◆ **EXERCISE DETAILS**
Print the entries that appear below, exactly as written and without their pictures.

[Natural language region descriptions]
# # # # # # #
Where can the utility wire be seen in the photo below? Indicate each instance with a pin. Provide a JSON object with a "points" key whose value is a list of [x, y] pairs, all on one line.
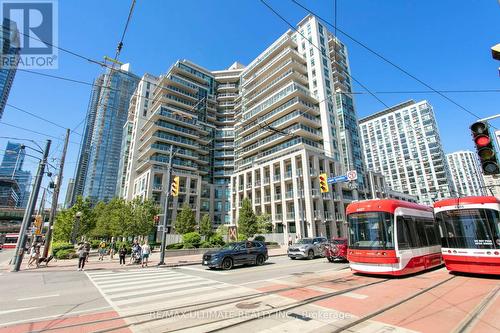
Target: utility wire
{"points": [[387, 60], [39, 117]]}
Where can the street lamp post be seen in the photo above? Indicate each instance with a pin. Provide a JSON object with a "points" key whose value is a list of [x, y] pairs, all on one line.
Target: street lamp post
{"points": [[76, 226]]}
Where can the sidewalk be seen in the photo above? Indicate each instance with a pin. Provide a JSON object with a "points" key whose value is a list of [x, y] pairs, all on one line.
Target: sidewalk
{"points": [[95, 264]]}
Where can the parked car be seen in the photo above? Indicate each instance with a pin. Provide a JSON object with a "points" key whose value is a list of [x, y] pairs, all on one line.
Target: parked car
{"points": [[233, 254], [307, 248], [336, 250]]}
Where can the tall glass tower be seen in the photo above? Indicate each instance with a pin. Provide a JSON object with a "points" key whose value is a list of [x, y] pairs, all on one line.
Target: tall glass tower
{"points": [[9, 42], [11, 168], [97, 172]]}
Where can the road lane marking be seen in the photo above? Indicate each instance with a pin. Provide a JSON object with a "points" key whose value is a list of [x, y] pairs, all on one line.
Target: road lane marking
{"points": [[18, 310], [62, 315], [38, 297]]}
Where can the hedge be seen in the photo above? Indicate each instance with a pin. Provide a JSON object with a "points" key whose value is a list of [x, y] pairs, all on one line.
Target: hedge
{"points": [[60, 246], [66, 254]]}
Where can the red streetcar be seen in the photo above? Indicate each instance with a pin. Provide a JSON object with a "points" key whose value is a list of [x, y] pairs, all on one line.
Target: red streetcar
{"points": [[470, 234], [392, 237], [336, 250]]}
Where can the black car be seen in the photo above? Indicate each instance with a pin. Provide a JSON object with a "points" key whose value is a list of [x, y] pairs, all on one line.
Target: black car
{"points": [[240, 253]]}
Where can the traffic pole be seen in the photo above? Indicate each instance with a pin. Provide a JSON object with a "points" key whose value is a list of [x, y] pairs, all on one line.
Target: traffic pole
{"points": [[30, 208], [55, 198], [165, 213]]}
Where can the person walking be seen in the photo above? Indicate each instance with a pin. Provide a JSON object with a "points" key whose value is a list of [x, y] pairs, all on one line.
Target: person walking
{"points": [[112, 248], [102, 250], [122, 253], [82, 256], [145, 251]]}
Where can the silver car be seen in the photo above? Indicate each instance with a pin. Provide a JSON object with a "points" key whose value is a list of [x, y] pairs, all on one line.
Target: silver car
{"points": [[308, 248]]}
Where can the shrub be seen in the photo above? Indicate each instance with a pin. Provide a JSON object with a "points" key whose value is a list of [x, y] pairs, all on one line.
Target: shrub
{"points": [[59, 246], [175, 246], [260, 238], [207, 245], [217, 240], [192, 238], [66, 254], [128, 246], [94, 244]]}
# # # # # # #
◆ **OUTPUT OF THE TASK**
Where can the utility wire be seen in the photo below? Indicate each instance with a pin. Provide a JSON object with a "points" key whose value is a list of [x, y] pairs, all on one line.
Target: utility wire
{"points": [[387, 60], [39, 117]]}
Where can the street lamp post be seen in the photo above? Indicate each instance with a pin. Provide a JSON object with a "points" key whose value is a list of [x, y] pairs, all on one line.
Target: street lamp post
{"points": [[76, 226]]}
Where can the sidewalk be seen in the photo above? Indicate each instance with a pin. Provide a JSON object with a "points" key whose value is a list of [x, y] pairs, all on one line.
Target: sidewalk
{"points": [[95, 264]]}
Where can the parked car be seen in the photo above? Indicate each instance with a pin. Provide a JSON object with a "points" key whose value is a list of [x, y] pairs, all on one line.
Target: parked car
{"points": [[233, 254], [307, 248], [336, 250]]}
Where can the tall glass tower be seen in the photo above? Indicate each instance with a pin. Provide a JSON object with a "points" key whose value is a list of [x, y] pairs, all on one line.
Target: tall glass tower
{"points": [[9, 42], [11, 168], [97, 172]]}
Where can the road lane marking be seen in the photo above? Indicate each instance with a pin. Provide a JSON object with a "points" key whose value is a list of [x, y] pairs, all on one line.
Target: road lane marking
{"points": [[18, 310], [62, 315], [38, 297]]}
Where can the hedge be seen in the photo above? Indicate each instance with a pin. Provide a JSON object with a "points" key whose value is a list of [x, y] pairs, all on one line.
Target: hedge
{"points": [[60, 246], [66, 254]]}
Where can the red streetcar be seen in the photo above? Indicate each instance with a pin. Provide a JSON object with a "points" key whose value is a list of [x, y] pairs, all on one line.
Target: red streetcar
{"points": [[470, 234], [392, 237], [336, 250]]}
Where can the black car be seen in the photo above? Indicate each instance with a pin. Provide a JSON object with a "points" key whose value is a list of [x, y] pairs, all on one line.
Target: black car
{"points": [[240, 253]]}
Where can the traffic pole be seen in the photo above? Indicate each instance with a pin. Provide a JSON object with a "points" key whose value is a list of [x, y] pairs, all on one line.
Target: traffic pole
{"points": [[30, 208], [55, 198], [165, 213]]}
Where can the person walking be seen in the photo above? Indicate each instance with a pin. Provide a JSON object with a "points" key whose value is a list of [x, y] pairs, all on one line.
Target: person walking
{"points": [[112, 248], [102, 250], [122, 253], [82, 256], [145, 251]]}
Where can the silver car be seen in the photo above? Indicate each instance with a pin. Provide a JSON object with a "points" key whose value is a list of [x, y] pairs, all on one line.
Target: silver car
{"points": [[308, 248]]}
Where can the shrub be seen in the photo above? Indicate each instance with a pin. Provide a JSON object with a "points" key whose value is a list of [x, y] pairs, all on one line.
Target: shrub
{"points": [[59, 246], [175, 246], [260, 238], [207, 245], [217, 240], [192, 238], [66, 254], [128, 246], [94, 244]]}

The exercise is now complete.